Count the lines in the items below that contain the string "wing", treating uppercase and lowercase as different. Reply with the number only.

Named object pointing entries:
====================

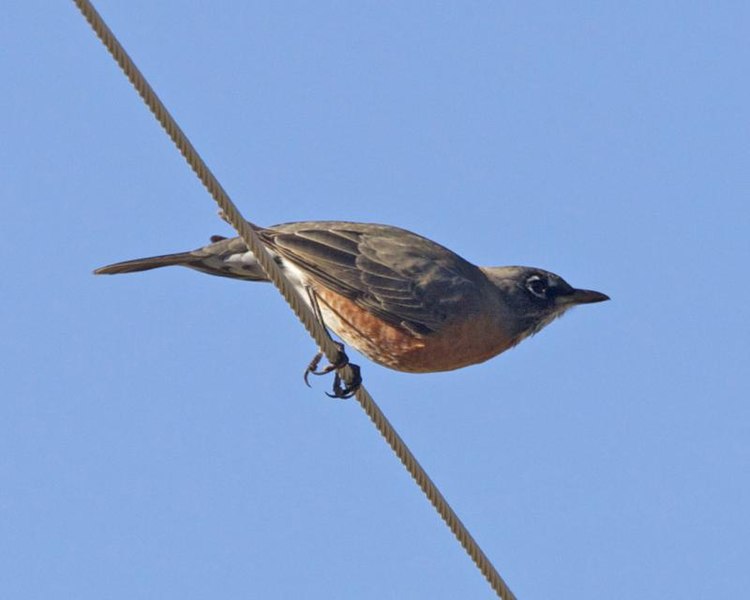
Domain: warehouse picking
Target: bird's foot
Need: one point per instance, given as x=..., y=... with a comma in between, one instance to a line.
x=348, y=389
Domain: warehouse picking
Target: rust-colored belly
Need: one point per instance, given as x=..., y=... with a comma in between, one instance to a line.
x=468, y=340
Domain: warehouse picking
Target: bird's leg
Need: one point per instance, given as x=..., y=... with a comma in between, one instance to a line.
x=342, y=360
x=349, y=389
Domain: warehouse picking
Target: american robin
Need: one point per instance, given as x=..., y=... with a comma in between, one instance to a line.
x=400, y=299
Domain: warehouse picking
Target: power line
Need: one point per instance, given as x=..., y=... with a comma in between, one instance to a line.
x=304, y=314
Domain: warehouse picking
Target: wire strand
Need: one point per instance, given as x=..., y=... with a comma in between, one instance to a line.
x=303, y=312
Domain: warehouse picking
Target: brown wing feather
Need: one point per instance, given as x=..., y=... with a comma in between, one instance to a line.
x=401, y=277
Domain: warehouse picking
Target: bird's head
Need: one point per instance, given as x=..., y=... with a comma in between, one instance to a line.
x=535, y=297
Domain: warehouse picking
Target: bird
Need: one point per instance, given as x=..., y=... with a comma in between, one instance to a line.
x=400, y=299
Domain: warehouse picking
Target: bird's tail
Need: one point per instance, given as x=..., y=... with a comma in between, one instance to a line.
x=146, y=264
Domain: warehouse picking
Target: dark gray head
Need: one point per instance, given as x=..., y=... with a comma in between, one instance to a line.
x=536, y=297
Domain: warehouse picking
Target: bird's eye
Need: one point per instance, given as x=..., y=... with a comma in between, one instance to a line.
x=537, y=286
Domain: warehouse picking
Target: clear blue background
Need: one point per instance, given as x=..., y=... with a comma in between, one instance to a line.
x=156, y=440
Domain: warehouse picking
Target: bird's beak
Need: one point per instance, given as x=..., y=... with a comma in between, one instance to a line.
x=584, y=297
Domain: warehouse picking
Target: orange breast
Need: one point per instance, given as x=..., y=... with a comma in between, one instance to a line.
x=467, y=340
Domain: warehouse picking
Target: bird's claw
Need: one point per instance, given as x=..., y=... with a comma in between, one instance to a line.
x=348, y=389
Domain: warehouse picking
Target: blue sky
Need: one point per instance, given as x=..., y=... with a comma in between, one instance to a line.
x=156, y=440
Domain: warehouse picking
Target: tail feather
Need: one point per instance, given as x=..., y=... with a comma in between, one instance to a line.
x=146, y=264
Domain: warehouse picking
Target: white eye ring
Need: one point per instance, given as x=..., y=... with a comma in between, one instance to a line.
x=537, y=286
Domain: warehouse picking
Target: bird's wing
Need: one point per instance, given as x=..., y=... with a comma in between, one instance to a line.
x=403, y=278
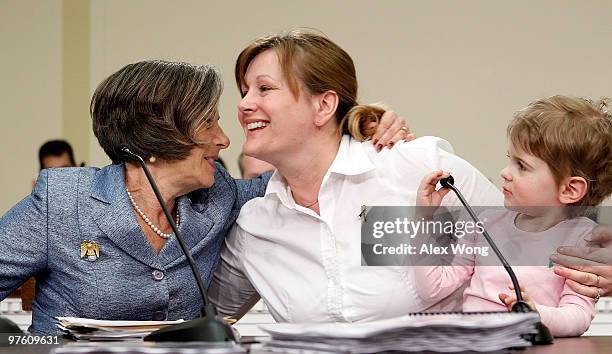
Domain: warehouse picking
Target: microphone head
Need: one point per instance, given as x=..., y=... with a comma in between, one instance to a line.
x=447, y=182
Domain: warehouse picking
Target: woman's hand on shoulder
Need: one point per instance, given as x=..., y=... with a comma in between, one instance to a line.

====================

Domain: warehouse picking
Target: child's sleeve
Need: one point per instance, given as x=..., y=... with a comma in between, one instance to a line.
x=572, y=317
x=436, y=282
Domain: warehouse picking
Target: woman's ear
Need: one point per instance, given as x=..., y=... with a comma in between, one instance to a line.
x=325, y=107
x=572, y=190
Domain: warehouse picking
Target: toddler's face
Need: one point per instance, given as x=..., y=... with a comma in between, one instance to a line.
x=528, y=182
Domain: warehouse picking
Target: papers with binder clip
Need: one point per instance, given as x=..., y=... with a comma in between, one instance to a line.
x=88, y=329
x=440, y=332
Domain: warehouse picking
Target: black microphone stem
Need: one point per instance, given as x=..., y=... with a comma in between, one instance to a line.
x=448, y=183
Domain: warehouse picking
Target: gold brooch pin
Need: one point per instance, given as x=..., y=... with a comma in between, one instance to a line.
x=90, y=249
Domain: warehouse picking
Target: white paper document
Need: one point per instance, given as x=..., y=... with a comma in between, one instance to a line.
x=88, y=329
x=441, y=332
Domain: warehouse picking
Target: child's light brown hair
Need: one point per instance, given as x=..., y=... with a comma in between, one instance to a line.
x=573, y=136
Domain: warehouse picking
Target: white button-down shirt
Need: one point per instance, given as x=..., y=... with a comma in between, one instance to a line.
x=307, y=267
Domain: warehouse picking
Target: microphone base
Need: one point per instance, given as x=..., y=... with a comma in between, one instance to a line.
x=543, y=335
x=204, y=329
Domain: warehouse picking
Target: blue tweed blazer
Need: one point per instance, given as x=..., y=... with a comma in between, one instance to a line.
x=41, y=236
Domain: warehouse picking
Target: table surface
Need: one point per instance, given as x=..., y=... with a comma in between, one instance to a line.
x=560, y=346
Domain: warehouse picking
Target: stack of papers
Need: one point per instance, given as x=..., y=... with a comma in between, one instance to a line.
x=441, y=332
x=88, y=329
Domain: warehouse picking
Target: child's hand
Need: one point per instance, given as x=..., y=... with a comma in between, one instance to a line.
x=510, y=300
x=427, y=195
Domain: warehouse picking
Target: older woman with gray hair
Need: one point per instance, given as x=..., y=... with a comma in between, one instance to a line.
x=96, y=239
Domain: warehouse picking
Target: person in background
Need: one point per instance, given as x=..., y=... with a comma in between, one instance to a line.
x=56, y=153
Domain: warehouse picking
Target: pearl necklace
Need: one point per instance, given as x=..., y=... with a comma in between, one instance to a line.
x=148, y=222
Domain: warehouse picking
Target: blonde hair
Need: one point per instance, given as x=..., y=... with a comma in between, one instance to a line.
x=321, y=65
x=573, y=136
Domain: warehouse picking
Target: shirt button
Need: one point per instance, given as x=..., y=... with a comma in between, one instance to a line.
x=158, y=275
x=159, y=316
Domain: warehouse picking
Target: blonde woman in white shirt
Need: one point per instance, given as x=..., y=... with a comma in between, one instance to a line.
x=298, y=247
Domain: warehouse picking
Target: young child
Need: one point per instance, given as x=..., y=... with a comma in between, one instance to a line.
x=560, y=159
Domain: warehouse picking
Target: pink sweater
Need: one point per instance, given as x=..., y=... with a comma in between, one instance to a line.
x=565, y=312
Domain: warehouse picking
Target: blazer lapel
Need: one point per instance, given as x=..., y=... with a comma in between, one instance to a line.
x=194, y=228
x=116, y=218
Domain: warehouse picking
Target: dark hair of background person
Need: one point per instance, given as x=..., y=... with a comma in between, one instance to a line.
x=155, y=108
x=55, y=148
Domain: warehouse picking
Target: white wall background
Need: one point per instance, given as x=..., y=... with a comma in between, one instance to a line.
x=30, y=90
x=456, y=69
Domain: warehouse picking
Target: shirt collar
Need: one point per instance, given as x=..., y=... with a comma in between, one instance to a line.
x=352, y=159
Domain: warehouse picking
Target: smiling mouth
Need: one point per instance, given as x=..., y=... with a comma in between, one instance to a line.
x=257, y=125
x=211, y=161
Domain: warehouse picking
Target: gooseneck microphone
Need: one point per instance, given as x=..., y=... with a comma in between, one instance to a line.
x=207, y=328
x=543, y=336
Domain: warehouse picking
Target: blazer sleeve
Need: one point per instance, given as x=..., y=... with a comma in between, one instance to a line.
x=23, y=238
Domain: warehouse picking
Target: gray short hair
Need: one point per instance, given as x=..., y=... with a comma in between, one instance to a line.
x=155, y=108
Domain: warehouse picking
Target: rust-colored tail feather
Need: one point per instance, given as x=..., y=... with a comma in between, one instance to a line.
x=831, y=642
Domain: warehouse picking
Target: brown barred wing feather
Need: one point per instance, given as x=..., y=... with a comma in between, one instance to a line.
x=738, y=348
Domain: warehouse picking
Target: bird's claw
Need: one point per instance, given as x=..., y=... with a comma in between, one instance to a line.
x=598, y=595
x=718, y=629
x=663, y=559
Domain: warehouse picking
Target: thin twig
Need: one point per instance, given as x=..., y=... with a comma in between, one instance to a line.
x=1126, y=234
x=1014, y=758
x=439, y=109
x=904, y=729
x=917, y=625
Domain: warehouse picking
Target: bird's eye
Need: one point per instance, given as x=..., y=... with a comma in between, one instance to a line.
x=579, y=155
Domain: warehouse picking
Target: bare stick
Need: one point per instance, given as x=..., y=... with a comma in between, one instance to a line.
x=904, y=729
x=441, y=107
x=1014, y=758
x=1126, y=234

====================

_Task answer_:
3